→ COSE DA FARE:
a) Nel brano fornito, riscrivi in forma più breve il paragrafo che inizia con "Torniamo al punto, come sarà il 2020?", mantenendone i fatti principali.
b) Rispondi a queste domande sul brano fornito:
(i) Secondo il brano, con quale criterio il Ceo capitalism sceglie le sue leadership?
(ii) A quale personaggio letterario viene paragonato Giuseppe Conte?
(iii) Qual è il titolo del Report di Credit Suisse?
c) Prosegui il testo sul Ceo capitalism e sulle previsioni per il 2020 a partire dal punto in cui si interrompe.

→ BRANO FORNITO:
►

Molti anni fa scrissi che il criterio secondo cui il Ceo capitalism, in questo suo autunno, sceglie le sue leadership, sia politiche (Premier e ministri), sia laiche (CEO) è quello del “peggiore”. Così quando lo vogliono sostituire, uno peggiore di lui, più servo di lui, lo trovano sempre nel sottobosco o politico o accademico o della magistratura o dell’alta burocrazia. Questo modello però con Giuseppe Conte si è inceppato. Forse causa il periodo estivo, non hanno trovato nessuno politicamente peggio di lui. Hanno avuto però un’intuizione geniale. Loro sapevano che costui, politicamente parlando, così come i suoi predecessori, era fatto di olio, argilla, cera, zolfo. Era cioè plastilina, pongo. Bastava una riverniciatura ideologica sinistra ed era fatta. In letteratura sarebbe stato Humbert-Humbert di Vladimir Nabokov nome doppio, stante la sua personalità doppia, doppiamente insidiosa.
Torniamo al punto, come sarà il 2020? L’analisi di sistema più interessante è quella di Credit Suisse. Il suo Report ha un titolo colto “Dopo tutto, resilienza”. Resilienza, nell’accezione di capacità di un sistema di adattarsi al cambiamento, è parola oggi molto di moda, perché è termine cortigiano per eccellenza. Credit Suisse è stato cauto sulla guerra commerciale Usa-Cina, prudentissimo sui risvolti alle elezioni americane, infine la sintesi è stata: ”I mercati globali daranno prova di notevole resilienza (rieccola!) di fronte a queste sfide (scrive sfide, in luogo di crisi)”.

◄

→ ELENCO:
►

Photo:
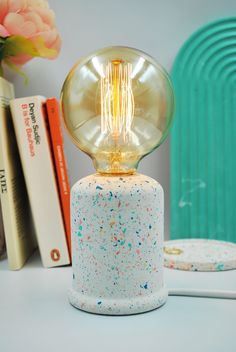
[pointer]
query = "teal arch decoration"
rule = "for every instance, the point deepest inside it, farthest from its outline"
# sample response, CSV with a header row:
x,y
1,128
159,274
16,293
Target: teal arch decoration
x,y
203,139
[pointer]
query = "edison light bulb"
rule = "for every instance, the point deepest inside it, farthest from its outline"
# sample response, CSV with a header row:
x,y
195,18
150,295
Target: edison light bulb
x,y
117,106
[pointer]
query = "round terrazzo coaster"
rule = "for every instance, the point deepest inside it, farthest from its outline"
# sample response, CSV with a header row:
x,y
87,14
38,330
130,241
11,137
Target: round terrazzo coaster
x,y
199,255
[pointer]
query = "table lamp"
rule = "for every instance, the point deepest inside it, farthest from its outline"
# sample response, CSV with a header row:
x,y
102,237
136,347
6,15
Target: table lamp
x,y
117,106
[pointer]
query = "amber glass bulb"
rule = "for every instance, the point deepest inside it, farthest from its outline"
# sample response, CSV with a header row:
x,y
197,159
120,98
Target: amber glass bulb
x,y
117,106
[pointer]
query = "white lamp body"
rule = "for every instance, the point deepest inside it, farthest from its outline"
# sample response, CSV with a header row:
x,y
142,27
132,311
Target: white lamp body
x,y
117,244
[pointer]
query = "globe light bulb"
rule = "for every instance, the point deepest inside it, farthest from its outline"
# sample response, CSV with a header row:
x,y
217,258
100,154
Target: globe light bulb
x,y
117,106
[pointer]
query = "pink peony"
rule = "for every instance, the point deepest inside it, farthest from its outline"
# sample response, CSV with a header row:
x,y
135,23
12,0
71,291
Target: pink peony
x,y
33,20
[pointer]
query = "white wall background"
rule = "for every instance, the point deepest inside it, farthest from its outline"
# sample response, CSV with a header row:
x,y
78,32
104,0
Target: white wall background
x,y
155,26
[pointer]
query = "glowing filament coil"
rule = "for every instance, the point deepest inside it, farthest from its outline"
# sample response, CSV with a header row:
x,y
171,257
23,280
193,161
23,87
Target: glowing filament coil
x,y
117,102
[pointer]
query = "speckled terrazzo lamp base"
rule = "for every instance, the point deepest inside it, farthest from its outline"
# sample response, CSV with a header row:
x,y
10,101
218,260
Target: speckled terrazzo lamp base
x,y
117,240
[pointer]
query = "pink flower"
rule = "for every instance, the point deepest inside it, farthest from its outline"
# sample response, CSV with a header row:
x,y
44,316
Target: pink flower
x,y
33,20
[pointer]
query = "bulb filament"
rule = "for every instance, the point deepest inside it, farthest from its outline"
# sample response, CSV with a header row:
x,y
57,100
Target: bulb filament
x,y
117,102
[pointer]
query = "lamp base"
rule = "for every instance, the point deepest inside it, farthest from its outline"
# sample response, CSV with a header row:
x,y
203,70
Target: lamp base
x,y
117,244
109,306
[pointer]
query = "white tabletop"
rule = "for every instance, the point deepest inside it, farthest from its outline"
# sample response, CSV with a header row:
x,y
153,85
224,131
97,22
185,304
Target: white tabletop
x,y
36,316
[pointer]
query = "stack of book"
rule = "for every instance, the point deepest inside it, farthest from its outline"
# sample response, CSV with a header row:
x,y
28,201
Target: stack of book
x,y
34,186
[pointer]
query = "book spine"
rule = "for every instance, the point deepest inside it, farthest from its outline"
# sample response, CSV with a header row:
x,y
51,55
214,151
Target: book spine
x,y
33,142
5,203
60,163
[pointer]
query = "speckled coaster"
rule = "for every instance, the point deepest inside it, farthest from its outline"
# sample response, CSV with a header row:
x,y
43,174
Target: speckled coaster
x,y
200,255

◄

→ RISPOSTE ALLE ATTIVITÀ:
a) Per prevedere il 2020, l'analisi di sistema più interessante è il Report di Credit Suisse, intitolato "Dopo tutto, resilienza". Il termine indica la capacità di un sistema di adattarsi al cambiamento ed è oggi molto di moda perché cortigiano. Il Report è cauto sulla guerra commerciale Usa-Cina e prudentissimo sui risvolti delle elezioni americane. Conclude che i mercati globali mostreranno notevole resilienza di fronte a queste "sfide", parola usata al posto di "crisi".

b)
(i) Il criterio del "peggiore".
(ii) A Humbert-Humbert di Vladimir Nabokov.
(iii) "Dopo tutto, resilienza".

c)
Leggetelo, il Report spazia dalla geopolitica, alla crescita economica, all’inflazione, ai tassi di interesse, al reddito fisso, alle azioni, all’immobiliare, alle materie prime, ai cambi. Su ciascuna di queste afferma, con grande competenza economica, ovvietà ovvie. E’ il classico documento cortigiano, già usato ai tempi della dinastia cinese Tang (618-907 dopo Cristo, l’Impero antico più simile all’Europa franco-tedesca di oggi), proprio dagli eunuchi, per tranquillizzare ogni anno l’ottuso Imperatore in sede di bilancio consuntivo. L’Impero ogni anno degradava, i cittadini se ne accorgevano, ma temevano gli eunuchi, la loro ferocia. Un giorno, stufi, dissero basta, il bubbone scoppiò, arrivò il generale Zhu Wen, trucidò tutti gli eunuchi. Quindi l’Imperatore. Prese il suo posto. Così finì la dinastia Tang.
Molte le similitudini con la realtà di oggi. Aumenta il numero dei cittadini senza lavoro o con lavori idiota-precari, il processo di trasformarli in consumatori zombie mantenuti dal reddito di cittadinanza procede in modo implacabile, così come sostituirli con africani che appena toccano terra diventano schiavi da pagare come ai tempi di Via col Vento. Intanto, gli eunuchi di regime si fanno sempre più arroganti. Come finirà? Nessuno lo sa, quindi inutile agitarsi. L’unica cosa saggia è attendere, qualcosa succederà. In conclusione:
1 Volete star sereni? Affidatevi alla previsione politicamente corretta di Credit Suisse: “Il 2020? Una recessione è improbabile alla luce dell’attuale sostegno della politica monetaria, dell’ampio credito, del leggero allentamento fiscale, dei bassi prezzi del petrolio”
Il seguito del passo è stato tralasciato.